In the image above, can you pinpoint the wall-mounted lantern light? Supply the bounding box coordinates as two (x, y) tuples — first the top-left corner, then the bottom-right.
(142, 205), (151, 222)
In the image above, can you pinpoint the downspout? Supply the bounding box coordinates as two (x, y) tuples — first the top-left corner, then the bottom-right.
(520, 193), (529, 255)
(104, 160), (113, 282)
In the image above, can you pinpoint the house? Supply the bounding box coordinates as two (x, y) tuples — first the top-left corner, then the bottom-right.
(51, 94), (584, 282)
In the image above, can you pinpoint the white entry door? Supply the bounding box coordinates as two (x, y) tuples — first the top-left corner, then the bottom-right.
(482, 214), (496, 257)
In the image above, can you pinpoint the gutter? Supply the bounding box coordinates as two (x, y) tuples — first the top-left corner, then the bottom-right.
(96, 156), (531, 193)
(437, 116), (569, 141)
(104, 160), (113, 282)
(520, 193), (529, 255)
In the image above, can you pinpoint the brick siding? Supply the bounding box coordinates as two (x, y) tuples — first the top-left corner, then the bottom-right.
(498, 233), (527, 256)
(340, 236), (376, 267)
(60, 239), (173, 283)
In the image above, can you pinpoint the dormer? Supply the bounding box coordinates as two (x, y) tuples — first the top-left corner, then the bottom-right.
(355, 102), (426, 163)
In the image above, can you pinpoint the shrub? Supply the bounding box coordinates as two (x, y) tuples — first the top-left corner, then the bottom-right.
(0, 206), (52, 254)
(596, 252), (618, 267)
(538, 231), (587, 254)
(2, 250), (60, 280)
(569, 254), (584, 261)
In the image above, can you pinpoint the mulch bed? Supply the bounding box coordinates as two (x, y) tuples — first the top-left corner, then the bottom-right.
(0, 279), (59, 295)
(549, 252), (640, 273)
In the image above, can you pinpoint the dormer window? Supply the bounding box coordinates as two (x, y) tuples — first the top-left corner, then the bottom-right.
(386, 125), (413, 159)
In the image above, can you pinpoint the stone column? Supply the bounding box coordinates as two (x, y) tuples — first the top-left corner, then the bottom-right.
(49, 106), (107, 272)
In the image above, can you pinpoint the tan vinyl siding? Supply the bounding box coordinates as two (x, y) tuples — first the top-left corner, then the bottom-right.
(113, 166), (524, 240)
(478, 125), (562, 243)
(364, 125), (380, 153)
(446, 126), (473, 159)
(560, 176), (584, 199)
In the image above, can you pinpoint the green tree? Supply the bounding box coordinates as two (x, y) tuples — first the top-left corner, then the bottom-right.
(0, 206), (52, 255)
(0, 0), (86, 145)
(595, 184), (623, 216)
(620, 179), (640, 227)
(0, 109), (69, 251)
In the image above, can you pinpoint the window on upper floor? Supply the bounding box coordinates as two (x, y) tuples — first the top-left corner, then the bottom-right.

### WRITTEN PROBLEM
Reproduce every line above verbatim, from first to last.

### WORKED SOLUTION
In the image above, can you pinpoint the wall-mounted lantern light? Supply the bounding box coordinates as two (x, y) tuples — first the top-left corner, then the bottom-right.
(142, 205), (151, 222)
In the image above, can you pinpoint the downspout? Supply the bounding box coordinates as two (x, y) tuples — first the top-left corner, then the bottom-right.
(520, 193), (529, 255)
(104, 160), (113, 282)
In the image above, can you pinpoint the house? Supply the bounding box coordinates as two (x, y) tuples — first the top-left corner, then the bottom-right.
(51, 94), (584, 282)
In the image above, can you pinpoint the white entry door? Supply the bounding box coordinates as two (x, y) tuples — first the top-left corner, then the bottom-right.
(482, 214), (496, 257)
In the image above, can you pinpoint the gutter? Supply the bounding box coordinates as two (x, y) tuples — first the top-left corner, then the bottom-right.
(96, 156), (531, 193)
(437, 116), (569, 141)
(104, 160), (113, 282)
(520, 193), (529, 255)
In the image above, can you pinpoint the brick siding? Supply the bounding box coordinates as two (x, y) tuples — first the top-left corner, then the bottom-right.
(498, 233), (527, 256)
(340, 236), (376, 267)
(60, 239), (173, 283)
In the image above, can you pinpoint the dormer? Supply the bounding box coordinates as two (x, y) tuples — first the top-left corner, then the bottom-right.
(355, 102), (426, 163)
In the image above, can you pinpoint the shrub? Supply the bounding box coordinates as two (x, y) tuples — first the top-left corner, then the bottom-right.
(0, 206), (52, 254)
(596, 252), (618, 267)
(538, 231), (587, 254)
(2, 250), (60, 280)
(569, 254), (584, 261)
In the image above, can you pinpoint the mulch bed? Supply the bounding box coordinates as two (x, y) tuples — first the top-left corner, then the bottom-right.
(0, 279), (59, 295)
(549, 252), (640, 273)
In the image above, can you pinpoint the dormer window? Supply the bounding box coordinates as two (x, y) tuples — first the top-left corner, then the bottom-right.
(386, 125), (413, 159)
In the image above, can you pinpoint the stone column? Supply the bounding box coordinates as two (x, y) tuples — first the top-left corner, then the bottom-right.
(49, 106), (107, 272)
In the image above, can you pinpoint the tan vinyl siding? Supply the bounding box coordinates as two (x, y) tuples — first the top-left corner, then the bottom-right.
(113, 166), (524, 240)
(478, 125), (562, 243)
(364, 125), (380, 153)
(446, 126), (473, 159)
(560, 176), (584, 199)
In the image above, can you pinpoint the green tree? Supply the bounding box coordinates as two (x, y) tuples — first the top-left corner, then the bottom-right.
(0, 206), (52, 255)
(0, 0), (86, 145)
(595, 184), (623, 216)
(620, 179), (640, 227)
(0, 109), (69, 251)
In the image above, can you pinpoint the window on upper floor? Supply the bounding box coordinates as two (x, y) tuples — first the top-left corner, then the bottom-right.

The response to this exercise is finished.